■ **The problem**
Select every line in the records below that contains the word "flower", and copy each one out.

[Pointing dataset records]
___
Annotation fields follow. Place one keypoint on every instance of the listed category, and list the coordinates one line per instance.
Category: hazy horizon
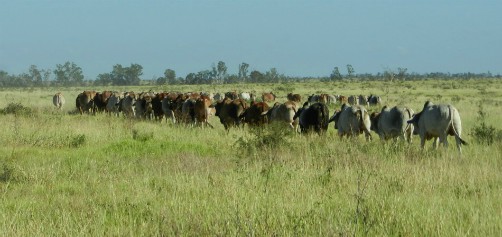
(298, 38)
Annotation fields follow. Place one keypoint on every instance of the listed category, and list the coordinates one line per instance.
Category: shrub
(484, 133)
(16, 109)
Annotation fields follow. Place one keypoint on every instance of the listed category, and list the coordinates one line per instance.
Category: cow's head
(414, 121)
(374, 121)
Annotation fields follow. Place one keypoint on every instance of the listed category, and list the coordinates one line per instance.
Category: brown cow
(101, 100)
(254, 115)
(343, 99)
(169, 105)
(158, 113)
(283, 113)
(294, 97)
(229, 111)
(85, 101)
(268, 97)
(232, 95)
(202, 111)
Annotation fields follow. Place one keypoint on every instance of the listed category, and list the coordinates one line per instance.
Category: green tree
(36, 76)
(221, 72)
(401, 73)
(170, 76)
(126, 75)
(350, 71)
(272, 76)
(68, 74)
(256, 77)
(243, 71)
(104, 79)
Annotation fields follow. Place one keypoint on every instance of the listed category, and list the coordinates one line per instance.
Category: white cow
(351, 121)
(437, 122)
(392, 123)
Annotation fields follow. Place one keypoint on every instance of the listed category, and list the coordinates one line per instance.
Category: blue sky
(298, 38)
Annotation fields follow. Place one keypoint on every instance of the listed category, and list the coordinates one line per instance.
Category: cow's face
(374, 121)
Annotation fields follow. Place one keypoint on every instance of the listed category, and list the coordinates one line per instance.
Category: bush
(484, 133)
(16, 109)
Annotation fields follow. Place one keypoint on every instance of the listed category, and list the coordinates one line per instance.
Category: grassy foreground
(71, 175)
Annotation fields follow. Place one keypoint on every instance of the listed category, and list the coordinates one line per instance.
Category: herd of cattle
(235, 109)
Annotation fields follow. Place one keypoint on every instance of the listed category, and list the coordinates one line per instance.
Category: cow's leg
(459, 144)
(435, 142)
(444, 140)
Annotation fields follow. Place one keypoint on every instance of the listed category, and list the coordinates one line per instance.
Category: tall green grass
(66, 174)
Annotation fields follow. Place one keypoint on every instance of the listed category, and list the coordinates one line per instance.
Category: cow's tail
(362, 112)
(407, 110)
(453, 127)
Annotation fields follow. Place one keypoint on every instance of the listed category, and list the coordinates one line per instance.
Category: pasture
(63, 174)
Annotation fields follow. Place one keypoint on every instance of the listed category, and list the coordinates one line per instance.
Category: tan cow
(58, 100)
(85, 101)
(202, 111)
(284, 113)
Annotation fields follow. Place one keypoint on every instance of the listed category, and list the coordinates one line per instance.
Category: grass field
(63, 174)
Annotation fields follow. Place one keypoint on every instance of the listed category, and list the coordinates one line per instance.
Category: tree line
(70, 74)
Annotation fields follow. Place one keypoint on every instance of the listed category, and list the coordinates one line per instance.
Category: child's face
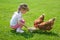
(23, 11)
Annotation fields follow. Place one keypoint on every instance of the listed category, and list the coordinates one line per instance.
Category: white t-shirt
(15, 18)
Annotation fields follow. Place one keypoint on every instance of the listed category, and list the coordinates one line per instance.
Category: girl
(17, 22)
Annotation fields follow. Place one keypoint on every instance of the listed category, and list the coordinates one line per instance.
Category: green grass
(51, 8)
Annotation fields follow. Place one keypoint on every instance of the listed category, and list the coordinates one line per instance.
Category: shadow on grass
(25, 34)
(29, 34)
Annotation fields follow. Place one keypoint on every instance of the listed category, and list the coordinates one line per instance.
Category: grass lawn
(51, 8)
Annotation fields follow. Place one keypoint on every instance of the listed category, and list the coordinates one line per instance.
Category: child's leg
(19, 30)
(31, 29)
___
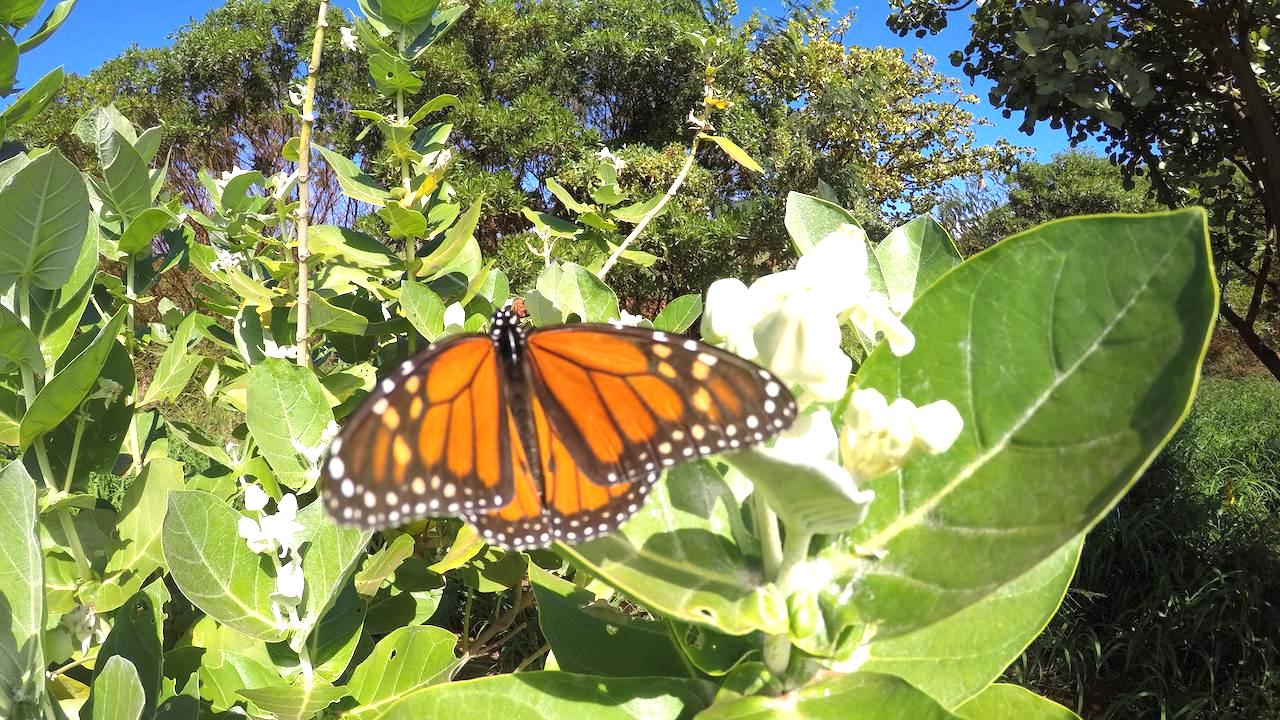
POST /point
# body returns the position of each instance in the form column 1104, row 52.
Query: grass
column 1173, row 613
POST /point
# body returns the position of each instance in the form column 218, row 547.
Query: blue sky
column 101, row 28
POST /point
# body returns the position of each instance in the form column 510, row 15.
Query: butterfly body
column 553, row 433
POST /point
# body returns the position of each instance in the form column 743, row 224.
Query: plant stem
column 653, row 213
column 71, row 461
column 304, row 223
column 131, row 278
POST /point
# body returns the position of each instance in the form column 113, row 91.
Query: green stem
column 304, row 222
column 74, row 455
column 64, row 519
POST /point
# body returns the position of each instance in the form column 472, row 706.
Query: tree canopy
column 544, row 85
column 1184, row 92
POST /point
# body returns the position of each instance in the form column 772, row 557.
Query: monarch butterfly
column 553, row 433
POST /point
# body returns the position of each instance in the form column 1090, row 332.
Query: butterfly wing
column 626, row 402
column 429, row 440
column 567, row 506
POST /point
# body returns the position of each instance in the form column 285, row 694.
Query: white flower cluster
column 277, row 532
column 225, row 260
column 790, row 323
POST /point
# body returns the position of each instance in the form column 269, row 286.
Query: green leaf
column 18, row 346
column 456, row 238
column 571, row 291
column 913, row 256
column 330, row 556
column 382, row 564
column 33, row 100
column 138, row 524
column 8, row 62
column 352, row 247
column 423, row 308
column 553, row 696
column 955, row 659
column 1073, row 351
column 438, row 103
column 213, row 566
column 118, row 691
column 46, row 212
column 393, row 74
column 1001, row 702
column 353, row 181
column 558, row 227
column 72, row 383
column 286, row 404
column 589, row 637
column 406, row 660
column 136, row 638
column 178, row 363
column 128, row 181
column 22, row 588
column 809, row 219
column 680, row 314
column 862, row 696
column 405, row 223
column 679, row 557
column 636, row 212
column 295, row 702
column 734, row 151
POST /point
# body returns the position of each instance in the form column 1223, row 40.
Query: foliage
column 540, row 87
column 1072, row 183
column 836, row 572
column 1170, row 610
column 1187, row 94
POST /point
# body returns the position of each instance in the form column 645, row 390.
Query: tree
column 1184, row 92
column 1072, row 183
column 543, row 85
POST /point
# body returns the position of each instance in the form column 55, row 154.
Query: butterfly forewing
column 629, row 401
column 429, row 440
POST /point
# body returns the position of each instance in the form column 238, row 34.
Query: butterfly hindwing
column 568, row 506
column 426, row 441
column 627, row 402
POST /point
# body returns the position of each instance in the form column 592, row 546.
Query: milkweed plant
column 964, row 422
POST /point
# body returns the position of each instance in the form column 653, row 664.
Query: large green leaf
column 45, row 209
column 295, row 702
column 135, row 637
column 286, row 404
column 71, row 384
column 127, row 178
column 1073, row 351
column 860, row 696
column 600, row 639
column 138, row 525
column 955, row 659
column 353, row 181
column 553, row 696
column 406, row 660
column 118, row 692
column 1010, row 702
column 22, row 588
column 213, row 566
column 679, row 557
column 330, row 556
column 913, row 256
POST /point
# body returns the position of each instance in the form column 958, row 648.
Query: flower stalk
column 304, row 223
___
■ **Full output**
Query: white flower cluster
Query: flower stalk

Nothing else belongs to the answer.